Beginning with the line that holds "Query: mount fuji", write out the remaining lines of the material exactly, the last line included.

----- PROVIDED INFORMATION -----

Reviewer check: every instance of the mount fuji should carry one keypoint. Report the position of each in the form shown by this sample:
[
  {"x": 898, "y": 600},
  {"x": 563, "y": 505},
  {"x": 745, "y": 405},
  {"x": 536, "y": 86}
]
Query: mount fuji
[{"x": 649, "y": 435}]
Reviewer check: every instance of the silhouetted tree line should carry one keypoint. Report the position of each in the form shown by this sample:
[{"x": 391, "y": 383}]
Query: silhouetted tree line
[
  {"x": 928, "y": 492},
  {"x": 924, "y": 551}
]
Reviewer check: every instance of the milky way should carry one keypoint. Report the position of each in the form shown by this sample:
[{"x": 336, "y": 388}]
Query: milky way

-----

■ RESPONSE BELOW:
Query: mount fuji
[{"x": 649, "y": 435}]
Reviewer check: every instance of the silhouetted tree line should carry one keypoint. Report the position of each in the form shown by this sample:
[{"x": 391, "y": 383}]
Query: silhouetted tree line
[
  {"x": 928, "y": 492},
  {"x": 924, "y": 551}
]
Reviewer check: every instance of the milky way should carry one keypoint. Report the position of each in the form shown by this sample:
[{"x": 336, "y": 388}]
Query: milky way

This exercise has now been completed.